= Short problem =
Reproduce all of the data below verbatim, omitting the pictures from your reproduction.

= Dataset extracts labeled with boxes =
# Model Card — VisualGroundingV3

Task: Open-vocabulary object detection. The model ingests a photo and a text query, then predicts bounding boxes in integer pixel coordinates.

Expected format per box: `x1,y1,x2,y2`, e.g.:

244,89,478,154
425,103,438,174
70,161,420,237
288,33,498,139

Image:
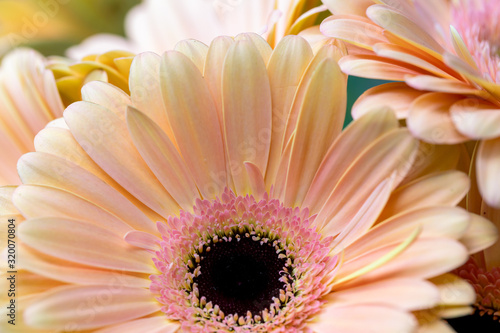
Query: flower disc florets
151,190,337,332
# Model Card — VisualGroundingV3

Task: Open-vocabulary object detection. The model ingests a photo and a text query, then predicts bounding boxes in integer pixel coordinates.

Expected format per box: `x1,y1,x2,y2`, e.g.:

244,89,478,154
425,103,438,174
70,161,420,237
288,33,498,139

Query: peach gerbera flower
0,48,132,185
321,0,500,208
0,34,496,333
68,0,326,59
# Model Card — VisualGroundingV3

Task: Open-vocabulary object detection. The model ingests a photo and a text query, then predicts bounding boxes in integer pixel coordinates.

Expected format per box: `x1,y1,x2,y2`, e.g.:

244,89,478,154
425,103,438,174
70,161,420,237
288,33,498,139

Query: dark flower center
193,236,286,316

= Task output =
# Model Card — VisualGroundingV3

Task: Open-vocabulary object detection. The model ingests a photo and a text query, then predicts bounding boxes in integer pixel coordinates.

Expected format per box: `x1,y1,x2,y2`, e.g.:

244,89,478,154
425,103,438,174
70,161,420,237
288,33,498,139

Image:
Query: flower disc florets
151,190,337,332
# Model Card — VisualGroundingV3

Task: Open-vocabulary object detection. The model ingests a photo and a text query, then predicts bounding boxes in integer pixel coordinates.

Expected format per box: `x1,y1,x2,y2`, e.g.:

244,89,478,154
425,103,438,174
70,161,420,237
288,33,498,139

Query: peach gerbera flower
0,48,132,185
321,0,500,208
0,34,496,333
68,0,326,59
# Model Card — VisualGroundingV3

Task: Open-vocabulary object detection. The model ingests a photo and a text query, then predicts bounding boxes in integer pixel coordinates.

Expected format per box: `x1,y1,x2,y2`, e.g.:

244,89,478,154
425,103,438,174
70,161,420,237
288,33,498,139

Query: dark flower center
193,236,286,316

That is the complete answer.